[WHAT TO WORK ON] Quote the whole listing verbatim.

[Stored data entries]
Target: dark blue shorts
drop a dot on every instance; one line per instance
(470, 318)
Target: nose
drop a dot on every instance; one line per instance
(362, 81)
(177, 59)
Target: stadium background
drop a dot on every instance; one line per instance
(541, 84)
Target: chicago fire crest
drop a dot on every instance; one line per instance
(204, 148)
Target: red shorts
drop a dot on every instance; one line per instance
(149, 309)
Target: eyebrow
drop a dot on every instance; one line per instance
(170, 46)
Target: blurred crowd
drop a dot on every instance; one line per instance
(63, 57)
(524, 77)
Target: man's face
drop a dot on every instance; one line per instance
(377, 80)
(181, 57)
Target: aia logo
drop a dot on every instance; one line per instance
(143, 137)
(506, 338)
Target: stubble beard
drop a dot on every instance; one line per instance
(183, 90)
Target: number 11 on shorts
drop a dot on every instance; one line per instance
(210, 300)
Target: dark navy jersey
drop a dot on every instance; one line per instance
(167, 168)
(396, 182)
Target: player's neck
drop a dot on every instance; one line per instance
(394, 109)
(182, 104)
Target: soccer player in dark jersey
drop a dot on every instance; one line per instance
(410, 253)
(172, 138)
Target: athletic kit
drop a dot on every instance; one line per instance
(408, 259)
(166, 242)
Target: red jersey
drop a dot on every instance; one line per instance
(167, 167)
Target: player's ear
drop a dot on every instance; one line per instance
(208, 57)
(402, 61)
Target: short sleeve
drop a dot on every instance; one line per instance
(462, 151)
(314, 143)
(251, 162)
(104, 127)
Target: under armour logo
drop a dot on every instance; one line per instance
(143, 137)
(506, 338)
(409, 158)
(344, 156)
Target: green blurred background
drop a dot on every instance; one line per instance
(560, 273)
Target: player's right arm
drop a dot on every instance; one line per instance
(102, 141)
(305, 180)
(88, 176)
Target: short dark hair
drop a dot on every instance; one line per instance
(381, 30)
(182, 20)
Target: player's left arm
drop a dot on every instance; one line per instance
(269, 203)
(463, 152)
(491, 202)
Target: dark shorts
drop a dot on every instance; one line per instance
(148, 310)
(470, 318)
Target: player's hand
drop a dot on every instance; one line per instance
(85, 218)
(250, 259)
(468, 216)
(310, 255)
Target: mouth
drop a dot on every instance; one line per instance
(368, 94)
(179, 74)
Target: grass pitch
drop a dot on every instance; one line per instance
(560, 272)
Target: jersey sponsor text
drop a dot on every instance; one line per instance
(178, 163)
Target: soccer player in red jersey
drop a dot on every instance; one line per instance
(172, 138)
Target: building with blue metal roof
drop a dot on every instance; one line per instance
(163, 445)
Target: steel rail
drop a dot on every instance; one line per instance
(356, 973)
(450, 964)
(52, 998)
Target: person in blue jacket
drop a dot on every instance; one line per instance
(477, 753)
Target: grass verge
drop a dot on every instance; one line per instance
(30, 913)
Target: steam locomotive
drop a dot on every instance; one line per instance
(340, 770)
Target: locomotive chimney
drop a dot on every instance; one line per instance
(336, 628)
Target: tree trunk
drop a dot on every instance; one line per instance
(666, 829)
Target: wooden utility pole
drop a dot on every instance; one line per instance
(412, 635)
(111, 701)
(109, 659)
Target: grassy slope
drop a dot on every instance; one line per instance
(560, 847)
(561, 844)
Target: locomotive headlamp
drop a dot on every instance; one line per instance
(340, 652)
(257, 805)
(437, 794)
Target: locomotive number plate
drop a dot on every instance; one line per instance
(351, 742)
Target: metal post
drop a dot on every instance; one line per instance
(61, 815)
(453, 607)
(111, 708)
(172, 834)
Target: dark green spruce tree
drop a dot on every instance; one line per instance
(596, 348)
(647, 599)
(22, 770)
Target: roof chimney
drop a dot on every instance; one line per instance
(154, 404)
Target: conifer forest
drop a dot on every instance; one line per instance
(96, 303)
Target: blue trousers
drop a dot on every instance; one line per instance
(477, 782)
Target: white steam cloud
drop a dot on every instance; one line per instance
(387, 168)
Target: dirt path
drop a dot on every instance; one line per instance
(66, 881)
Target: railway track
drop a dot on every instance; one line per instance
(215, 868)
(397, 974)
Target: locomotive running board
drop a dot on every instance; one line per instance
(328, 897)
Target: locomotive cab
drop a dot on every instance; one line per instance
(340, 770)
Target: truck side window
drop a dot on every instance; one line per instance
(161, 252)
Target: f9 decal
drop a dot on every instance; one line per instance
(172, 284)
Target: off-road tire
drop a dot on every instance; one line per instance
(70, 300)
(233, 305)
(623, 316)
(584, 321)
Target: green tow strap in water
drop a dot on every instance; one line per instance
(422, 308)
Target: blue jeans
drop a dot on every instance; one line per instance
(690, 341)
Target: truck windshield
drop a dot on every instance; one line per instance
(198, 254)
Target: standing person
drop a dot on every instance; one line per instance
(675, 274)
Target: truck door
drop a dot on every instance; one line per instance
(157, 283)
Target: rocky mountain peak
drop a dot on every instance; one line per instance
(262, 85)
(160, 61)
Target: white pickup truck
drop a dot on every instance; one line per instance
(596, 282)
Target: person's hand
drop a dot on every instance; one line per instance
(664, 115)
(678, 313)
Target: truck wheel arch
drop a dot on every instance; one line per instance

[SOLUTION TO THIS EXERCISE]
Target: dark blue shorts
drop a dot on every instance; one line per instance
(470, 318)
Target: nose
drop a dot on every instance; one line per instance
(362, 81)
(177, 59)
Target: stadium background
drop a dot on every instance; one line per instance
(541, 84)
Target: chicago fire crest
drop a dot on every instance; one line per instance
(204, 148)
Target: red shorts
drop a dot on every instance; one line per instance
(149, 309)
Target: eyebrow
drop a dot on every instance; one line per instance
(170, 46)
Target: blurred crowd
drop a dot on every instance; one line per instance
(63, 57)
(524, 77)
Target: man's face
drop a dot on every instance; one line per instance
(377, 80)
(181, 57)
Target: aia logo
drop a dot on every instance; one line per instance
(143, 137)
(506, 338)
Target: stubble beard
drop a dot on every instance; one line per instance
(183, 90)
Target: number 11 on shorts
drop a dot on every instance; one line per instance
(210, 300)
Target: dark navy jersey
drop a dot on every instance; one line per instance
(167, 168)
(396, 182)
Target: player's neck
drop a dot on every instance; one line per instance
(394, 109)
(182, 104)
Target: soccer player in dark jersey
drop a dot on every instance; one line per instance
(410, 253)
(172, 138)
Target: athletic kit
drop a dot on every instance; one line per instance
(408, 259)
(166, 242)
Target: red jersey
drop a dot on every instance; one line per instance
(167, 167)
Target: player's ear
drop a dot on every instance; one line per instance
(208, 57)
(402, 61)
Target: short sleeve
drop a dot on every instance; one line per instance
(462, 151)
(314, 143)
(251, 162)
(104, 127)
Target: under armour logo
drop a dot on every instance; one line per instance
(143, 137)
(506, 338)
(409, 158)
(344, 156)
Target: green blurred background
drop a dot on every instance; one line per instance
(560, 273)
Target: player's right arm
drop a dot on every instance; one line per instance
(102, 141)
(305, 180)
(88, 176)
Target: short dark hair
drop a dot on every instance; one line per instance
(381, 30)
(182, 20)
Target: player's left arm
drop a dot on every instance; one line per instance
(269, 203)
(463, 152)
(491, 202)
Target: dark shorts
drop a dot on every instance; one line per instance
(148, 310)
(470, 318)
Target: player's hand
drop a dot on every instance; one line per instance
(85, 218)
(250, 259)
(468, 216)
(310, 255)
Target: mouth
drop a dot on every instance; one line per instance
(368, 94)
(179, 74)
Target: grass pitch
drop a dot on every instance; one line per instance
(560, 272)
Target: jersey sponsor text
drop a dot on every instance; one line per instance
(178, 163)
Target: soccer player in red jersey
drop a dot on every instance; one line per instance
(172, 138)
Target: building with blue metal roof
drop a dot on every instance; one line per instance
(163, 445)
Target: steel rail
drop a dot on every instance; one line per instance
(356, 973)
(450, 964)
(52, 998)
Target: person in blue jacket
drop a dot on every instance; one line per instance
(477, 753)
Target: grass verge
drop a dot on every instance; one line per instance
(30, 913)
Target: steam locomotive
drop a dot on every instance; one line per instance
(340, 770)
Target: locomotive chimney
drop a dot on every instance; one line per instance
(336, 628)
Target: tree trunk
drop a dot on every instance; one line per instance
(666, 829)
Target: wooden utility pole
drop a dot on every instance; one line per instance
(412, 635)
(111, 701)
(109, 659)
Target: grassy slope
drop a dot on every instance; one line per instance
(560, 847)
(561, 844)
Target: locomotive headlamp
drop a dot on every instance; one line per instance
(340, 652)
(257, 805)
(437, 794)
Target: locomotive number plate
drop a dot on every instance; one line per instance
(351, 742)
Target: metal post
drop a dot on every instance; one line per instance
(61, 815)
(453, 607)
(111, 708)
(172, 834)
Target: dark green spruce tree
drop a dot on every instance; one line per instance
(596, 348)
(647, 599)
(22, 770)
Target: roof chimney
drop a dot on every instance; one line per instance
(154, 404)
Target: conifer forest
drop a dot on every instance; one line per instance
(96, 303)
Target: blue trousers
drop a dot on every instance; one line per instance
(477, 782)
Target: white steam cloud
drop a dot on every instance; one line per instance
(387, 168)
Target: dirt path
drop a dot on every instance; one line per instance
(66, 881)
Target: railway track
drop a dot on every instance; one line per instance
(215, 868)
(397, 974)
Target: locomotive running board
drop a dot on every instance; one line per instance
(328, 897)
Target: locomotive cab
drop a dot on every instance; one line per instance
(340, 770)
Target: truck side window
drop a dot on every instance; one line per instance
(161, 252)
Target: f9 decal
drop a dot on every instance; one line per instance
(172, 284)
Target: off-road tire
drop a dot on every instance; one line per instance
(70, 300)
(233, 305)
(623, 316)
(584, 321)
Target: green tow strap in water
drop a dot on every instance; one line per instance
(422, 308)
Target: blue jeans
drop a dot on every instance; one line per instance
(690, 341)
Target: truck windshield
drop a dot on every instance; one line per instance
(198, 254)
Target: standing person
drop a dot on every instance; one line per instance
(675, 274)
Target: truck door
drop a dot on every instance; one line per instance
(157, 283)
Target: rocky mountain peak
drop a dot on every instance; one line per instance
(262, 85)
(160, 61)
Target: white pickup truck
drop a dot on every instance; one line per instance
(596, 282)
Target: person's hand
drop a dot on every instance; one line per instance
(664, 115)
(678, 313)
Target: truck wheel arch
drop a dot on every instance; one line per instance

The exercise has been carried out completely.